What is organic compound?
Organic compound in chemistry is the class of chemical compounds that contain carbon-hydrogen chemical bonding. Carbon has the property to combine with other carbon atoms to form a long chain. Therefore, it forms more than 3 million organic compounds.

From a common definition, organic chemistry is the chemistry of carbon compounds or molecules. The definition includes compounds like carbon monoxide, carbon dioxide, carbonates, carbon disulfide, etc. These are the kingdom of inorganic series.
In learning chemistry, the definition or classification of chemical compounds such as organic and inorganic compounds is very complicated. Hydrocarbons (alkanes, alkenes, acetylene), aldehyde, ketone, alcohol, ether, carboxylic acid are the most common class of organic compounds.
Organic compounds examples
Types of organic compound
To differentiate different types of organic and inorganic molecules, the substances are classified into two groups.
- Substances that are prepared from green plants or animals (living world).
- Substances that are not prepared from the living world.
Pure organic compounds like sugar, starch, amino acids, enzymes, alcohol, resins, indigo, and methane are known from the earliest history but the chemical formula or reactions of the said molecules are still unknown.
With the progress in chemistry, about the beginning of the eighteenth century, Lemery (1675) published a famous science journal, Cours de Chemie. It divided the chemical substances from natural sources into three classes,
- Substances come from minerals.
- Substances come from green plants.
- Substances come from animals.

— EXTRACTED ENTRIES —
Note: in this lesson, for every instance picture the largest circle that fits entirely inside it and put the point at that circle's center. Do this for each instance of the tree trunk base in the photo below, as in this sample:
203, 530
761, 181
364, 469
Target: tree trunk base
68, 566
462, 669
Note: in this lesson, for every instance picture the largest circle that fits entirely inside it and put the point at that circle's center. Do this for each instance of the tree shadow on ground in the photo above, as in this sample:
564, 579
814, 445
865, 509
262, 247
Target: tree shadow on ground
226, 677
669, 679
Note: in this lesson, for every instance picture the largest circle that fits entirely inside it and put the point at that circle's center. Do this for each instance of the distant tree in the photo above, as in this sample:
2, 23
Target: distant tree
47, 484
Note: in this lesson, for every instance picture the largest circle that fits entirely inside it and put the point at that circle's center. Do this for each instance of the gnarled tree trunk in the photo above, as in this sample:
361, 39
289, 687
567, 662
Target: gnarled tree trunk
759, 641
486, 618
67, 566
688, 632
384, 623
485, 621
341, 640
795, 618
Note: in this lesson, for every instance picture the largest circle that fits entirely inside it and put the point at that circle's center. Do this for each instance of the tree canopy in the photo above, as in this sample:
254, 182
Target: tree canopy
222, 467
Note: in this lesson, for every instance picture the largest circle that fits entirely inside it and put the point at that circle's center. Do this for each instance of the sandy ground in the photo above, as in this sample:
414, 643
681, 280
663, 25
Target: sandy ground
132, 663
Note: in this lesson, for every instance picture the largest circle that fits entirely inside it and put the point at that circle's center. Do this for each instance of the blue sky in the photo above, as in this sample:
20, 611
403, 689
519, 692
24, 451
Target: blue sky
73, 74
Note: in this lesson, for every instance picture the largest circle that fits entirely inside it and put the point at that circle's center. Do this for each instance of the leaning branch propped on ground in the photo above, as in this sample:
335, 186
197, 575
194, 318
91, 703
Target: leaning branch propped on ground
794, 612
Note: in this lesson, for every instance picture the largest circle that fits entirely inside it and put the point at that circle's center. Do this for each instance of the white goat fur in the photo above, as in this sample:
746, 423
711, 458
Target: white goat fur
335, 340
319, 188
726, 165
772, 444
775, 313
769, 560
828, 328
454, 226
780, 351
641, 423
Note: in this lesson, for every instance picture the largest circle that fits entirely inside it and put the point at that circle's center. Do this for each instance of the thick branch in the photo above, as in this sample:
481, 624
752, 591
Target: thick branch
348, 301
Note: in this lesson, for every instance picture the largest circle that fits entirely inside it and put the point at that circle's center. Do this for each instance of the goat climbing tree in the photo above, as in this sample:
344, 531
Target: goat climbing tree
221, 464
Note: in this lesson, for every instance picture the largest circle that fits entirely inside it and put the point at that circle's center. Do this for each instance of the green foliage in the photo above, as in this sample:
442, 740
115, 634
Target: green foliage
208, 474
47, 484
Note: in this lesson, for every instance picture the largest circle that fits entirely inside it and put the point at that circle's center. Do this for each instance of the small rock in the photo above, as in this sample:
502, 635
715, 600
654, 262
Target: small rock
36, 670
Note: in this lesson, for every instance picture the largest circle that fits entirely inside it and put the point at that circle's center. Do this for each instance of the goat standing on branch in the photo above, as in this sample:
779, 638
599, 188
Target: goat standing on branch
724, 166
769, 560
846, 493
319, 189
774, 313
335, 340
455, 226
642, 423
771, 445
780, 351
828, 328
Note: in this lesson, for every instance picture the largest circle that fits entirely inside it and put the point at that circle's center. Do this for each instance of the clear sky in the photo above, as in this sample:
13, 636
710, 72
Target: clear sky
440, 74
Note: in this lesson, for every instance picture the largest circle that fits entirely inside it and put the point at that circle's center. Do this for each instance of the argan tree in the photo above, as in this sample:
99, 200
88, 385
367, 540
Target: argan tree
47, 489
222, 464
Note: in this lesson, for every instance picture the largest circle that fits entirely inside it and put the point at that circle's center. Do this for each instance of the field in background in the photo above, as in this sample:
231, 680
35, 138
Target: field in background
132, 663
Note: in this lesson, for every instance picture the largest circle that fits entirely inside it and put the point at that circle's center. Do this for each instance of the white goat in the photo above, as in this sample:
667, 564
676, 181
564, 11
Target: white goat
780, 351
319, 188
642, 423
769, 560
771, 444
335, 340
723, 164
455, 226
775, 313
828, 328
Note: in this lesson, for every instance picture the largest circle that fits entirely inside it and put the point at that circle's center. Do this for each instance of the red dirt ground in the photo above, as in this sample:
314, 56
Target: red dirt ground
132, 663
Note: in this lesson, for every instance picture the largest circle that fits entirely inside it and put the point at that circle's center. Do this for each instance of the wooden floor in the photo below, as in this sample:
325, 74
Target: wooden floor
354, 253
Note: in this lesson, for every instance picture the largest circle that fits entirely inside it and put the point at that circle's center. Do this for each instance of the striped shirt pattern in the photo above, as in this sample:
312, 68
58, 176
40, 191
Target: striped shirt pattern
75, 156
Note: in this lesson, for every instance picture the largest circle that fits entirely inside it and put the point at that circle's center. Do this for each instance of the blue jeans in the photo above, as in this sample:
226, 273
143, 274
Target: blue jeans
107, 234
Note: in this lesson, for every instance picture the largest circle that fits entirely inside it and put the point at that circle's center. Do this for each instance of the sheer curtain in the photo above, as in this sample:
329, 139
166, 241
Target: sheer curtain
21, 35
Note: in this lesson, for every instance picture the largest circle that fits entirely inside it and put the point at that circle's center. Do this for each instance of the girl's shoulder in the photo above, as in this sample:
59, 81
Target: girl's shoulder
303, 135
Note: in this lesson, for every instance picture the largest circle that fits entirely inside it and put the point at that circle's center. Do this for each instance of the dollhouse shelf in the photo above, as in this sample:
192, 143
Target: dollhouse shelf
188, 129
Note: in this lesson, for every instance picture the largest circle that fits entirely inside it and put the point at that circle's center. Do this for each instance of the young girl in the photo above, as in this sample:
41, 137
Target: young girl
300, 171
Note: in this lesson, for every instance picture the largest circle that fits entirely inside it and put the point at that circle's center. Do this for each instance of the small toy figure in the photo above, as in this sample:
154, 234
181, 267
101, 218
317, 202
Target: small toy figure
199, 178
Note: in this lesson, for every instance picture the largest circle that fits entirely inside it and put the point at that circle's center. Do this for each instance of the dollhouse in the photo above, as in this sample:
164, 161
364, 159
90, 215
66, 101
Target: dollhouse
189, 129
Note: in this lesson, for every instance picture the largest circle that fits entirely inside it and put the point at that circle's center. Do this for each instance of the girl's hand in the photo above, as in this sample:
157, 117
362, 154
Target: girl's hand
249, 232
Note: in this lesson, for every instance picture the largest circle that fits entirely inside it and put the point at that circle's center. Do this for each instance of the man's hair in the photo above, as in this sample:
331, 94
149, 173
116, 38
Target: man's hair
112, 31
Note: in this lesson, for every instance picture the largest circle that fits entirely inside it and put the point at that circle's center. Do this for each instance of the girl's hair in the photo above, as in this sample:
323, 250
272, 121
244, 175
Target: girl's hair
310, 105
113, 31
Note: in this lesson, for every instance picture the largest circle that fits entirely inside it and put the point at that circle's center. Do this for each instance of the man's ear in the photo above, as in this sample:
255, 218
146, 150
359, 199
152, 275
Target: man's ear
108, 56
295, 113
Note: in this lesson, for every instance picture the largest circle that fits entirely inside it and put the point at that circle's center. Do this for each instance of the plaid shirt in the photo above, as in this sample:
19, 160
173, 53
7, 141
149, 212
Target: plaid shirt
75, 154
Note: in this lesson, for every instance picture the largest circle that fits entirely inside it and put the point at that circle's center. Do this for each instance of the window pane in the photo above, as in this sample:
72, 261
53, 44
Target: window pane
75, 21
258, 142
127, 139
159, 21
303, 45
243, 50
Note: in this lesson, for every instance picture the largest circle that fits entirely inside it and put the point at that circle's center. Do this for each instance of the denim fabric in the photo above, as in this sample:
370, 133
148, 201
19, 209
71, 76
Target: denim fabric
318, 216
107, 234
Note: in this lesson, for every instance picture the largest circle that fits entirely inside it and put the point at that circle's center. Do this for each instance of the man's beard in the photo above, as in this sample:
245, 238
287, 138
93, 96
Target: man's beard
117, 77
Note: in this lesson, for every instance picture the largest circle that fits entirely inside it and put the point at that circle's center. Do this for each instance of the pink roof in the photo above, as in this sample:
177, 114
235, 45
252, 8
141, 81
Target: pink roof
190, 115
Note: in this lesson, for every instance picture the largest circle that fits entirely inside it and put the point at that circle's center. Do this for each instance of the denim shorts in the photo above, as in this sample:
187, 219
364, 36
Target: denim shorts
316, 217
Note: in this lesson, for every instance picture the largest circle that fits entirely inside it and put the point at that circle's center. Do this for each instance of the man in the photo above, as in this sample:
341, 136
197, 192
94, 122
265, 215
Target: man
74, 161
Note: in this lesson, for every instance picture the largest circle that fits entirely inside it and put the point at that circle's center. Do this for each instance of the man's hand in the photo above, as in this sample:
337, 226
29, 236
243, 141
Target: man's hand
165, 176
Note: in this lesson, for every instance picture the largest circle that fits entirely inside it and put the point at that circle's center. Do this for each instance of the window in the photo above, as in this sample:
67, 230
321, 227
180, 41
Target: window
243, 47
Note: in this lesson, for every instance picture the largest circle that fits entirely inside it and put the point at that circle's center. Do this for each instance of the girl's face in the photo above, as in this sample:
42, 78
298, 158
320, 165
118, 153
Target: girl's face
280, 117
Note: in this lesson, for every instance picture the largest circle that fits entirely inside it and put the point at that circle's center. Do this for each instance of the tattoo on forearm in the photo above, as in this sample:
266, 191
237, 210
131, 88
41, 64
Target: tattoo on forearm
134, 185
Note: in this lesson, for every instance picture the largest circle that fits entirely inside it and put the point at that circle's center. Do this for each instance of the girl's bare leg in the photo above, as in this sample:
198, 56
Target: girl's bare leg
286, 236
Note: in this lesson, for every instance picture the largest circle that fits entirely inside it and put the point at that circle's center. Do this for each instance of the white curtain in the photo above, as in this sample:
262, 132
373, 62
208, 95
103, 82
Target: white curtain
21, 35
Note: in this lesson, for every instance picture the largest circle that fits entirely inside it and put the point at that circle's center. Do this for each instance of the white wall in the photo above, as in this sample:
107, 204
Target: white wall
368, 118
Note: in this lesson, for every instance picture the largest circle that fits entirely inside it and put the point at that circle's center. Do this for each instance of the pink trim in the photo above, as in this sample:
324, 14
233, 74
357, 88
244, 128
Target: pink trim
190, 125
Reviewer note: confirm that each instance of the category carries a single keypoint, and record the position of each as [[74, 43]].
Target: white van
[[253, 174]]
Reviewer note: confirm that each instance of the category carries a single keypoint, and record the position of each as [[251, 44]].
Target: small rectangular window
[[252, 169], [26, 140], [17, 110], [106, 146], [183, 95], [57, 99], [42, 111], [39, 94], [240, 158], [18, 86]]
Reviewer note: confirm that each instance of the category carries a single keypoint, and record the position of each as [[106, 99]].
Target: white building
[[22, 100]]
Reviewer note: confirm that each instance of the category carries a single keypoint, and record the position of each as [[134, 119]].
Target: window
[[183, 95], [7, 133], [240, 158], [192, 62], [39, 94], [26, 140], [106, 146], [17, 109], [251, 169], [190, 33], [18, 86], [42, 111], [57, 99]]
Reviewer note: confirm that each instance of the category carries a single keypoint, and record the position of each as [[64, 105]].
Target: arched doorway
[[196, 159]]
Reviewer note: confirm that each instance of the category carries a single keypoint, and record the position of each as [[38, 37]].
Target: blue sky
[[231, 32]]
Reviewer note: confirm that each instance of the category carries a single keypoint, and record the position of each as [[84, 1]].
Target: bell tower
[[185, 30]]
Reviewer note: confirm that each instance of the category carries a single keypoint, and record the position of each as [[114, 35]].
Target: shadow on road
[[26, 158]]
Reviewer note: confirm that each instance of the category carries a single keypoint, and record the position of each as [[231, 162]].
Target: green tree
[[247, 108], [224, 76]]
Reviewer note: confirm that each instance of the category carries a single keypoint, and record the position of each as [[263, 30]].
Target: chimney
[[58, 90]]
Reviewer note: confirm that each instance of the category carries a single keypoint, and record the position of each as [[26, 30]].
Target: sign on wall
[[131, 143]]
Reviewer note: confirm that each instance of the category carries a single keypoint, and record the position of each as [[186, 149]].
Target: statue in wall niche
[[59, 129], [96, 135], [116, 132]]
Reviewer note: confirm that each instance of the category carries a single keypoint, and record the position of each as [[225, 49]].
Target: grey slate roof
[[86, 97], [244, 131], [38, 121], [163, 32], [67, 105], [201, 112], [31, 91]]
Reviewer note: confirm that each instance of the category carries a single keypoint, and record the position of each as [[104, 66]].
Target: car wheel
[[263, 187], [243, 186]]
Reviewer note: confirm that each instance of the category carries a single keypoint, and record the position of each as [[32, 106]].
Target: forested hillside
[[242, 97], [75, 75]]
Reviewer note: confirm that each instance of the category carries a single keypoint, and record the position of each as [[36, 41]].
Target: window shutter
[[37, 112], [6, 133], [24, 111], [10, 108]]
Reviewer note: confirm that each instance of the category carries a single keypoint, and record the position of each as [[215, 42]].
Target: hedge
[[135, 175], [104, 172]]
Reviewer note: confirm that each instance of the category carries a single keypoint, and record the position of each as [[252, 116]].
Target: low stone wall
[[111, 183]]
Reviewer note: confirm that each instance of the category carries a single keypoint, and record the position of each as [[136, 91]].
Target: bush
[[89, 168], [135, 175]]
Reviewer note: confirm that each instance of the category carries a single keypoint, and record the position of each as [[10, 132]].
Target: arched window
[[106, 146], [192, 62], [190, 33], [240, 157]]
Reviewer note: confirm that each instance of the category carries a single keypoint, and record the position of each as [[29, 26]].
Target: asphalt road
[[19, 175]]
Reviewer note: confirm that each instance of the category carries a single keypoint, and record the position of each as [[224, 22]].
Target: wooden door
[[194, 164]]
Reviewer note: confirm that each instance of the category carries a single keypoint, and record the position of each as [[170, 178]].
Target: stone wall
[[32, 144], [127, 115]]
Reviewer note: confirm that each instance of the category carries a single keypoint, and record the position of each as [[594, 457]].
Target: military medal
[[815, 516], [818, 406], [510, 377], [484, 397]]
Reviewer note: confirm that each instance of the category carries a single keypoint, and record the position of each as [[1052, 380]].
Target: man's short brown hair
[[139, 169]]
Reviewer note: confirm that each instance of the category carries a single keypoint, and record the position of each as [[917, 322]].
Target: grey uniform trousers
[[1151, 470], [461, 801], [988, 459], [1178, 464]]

— TASK INSTRUCTIONS —
[A] In the passage on organic compounds, what property of carbon allows it to form so many compounds?
[B] Decide whether each statement below agrees with the passage on organic compounds. Answer yes or no for each, and quote the passage's deciding words.
(i) Carbon forms more than 3 million organic compounds.
(ii) Carbon dioxide belongs to the organic series.
(iii) The chemical formulas of sugar and starch have long been known.
[C] Resume the passage on organic compounds from the point where it stops.

— ACTIVITY ANSWERS —
[A] Carbon can combine with other carbon atoms to form a long chain.

[B]
(i) Yes: "Therefore, it forms more than 3 million organic compounds."
(ii) No: "These are the kingdom of inorganic series."
(iii) No: "the chemical formula or reactions of the said molecules are still unknown."

[C]
History of organic chemistry
Lavoisier contribution to organic chemistry
Lemery’s definition of organic compounds is accepted but very quickly Lavoisier (1784) provides new information for the classification of organic compounds or molecules on the basis of their sources. All compounds obtained from green plants and animal sources always contain carbon and hydrogen atom, and frequently, nitrogen, oxygen, and phosphorus. Lavoisier also shows the close relationship between green plants and animal products.
With the improvement of the analytical chemistry, the organic substances are reclassification into two classes,
- Substances come from living organisms. Proteins, amino acids, enzymes, sugar, starch are examples of such types of organic compounds.
- Substances are made from non-living worlds.
Friedrich Wöhler contribution to organic chemistry
Chemical science goes step by step by the scope of new information, changing definitions or classifications, and production of the new substance or molecule in chemistry.
In 1828 Friedrich Wöhler converted ammonium cyanate into urea, a substance obtained from animal sources. It changes the definition and classification of organic chemicals.
The previous definition of organic molecule completely ended with the synthesis of acetic acid from its component chemical elements by Kolbe in 1845. Therefore, organic chemistry is the study of structure, properties, synthesis, and reactions of hydrocarbon or derivatives of hydrocarbon.